> _Task statement_
Reproduce the following material word for word, starting at the line that contains "Where can the tall" and stopping after the line that contains "[1198, 341]".

> _Input_
• • •

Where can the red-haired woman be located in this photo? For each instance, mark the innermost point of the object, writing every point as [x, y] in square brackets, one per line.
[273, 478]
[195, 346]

• • •

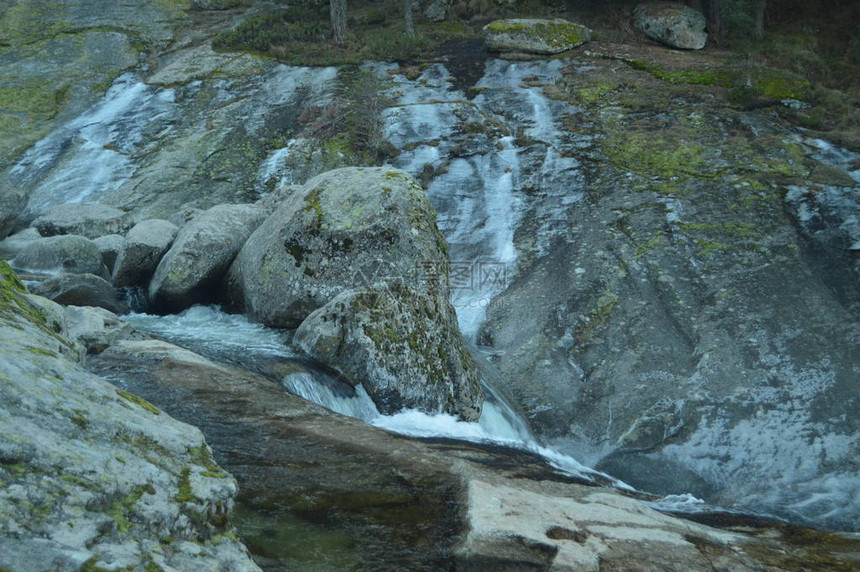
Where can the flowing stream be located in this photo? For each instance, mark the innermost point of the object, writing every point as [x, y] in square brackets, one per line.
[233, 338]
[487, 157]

• • •

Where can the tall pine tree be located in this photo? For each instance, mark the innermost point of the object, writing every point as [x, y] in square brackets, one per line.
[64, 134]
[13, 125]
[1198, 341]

• • •

> _Solution_
Where can the tall pine tree be located in this photo? For each instance, mark the innermost point of the object, writing every point as [x, y] in square brackets, one per line.
[64, 134]
[13, 125]
[1198, 341]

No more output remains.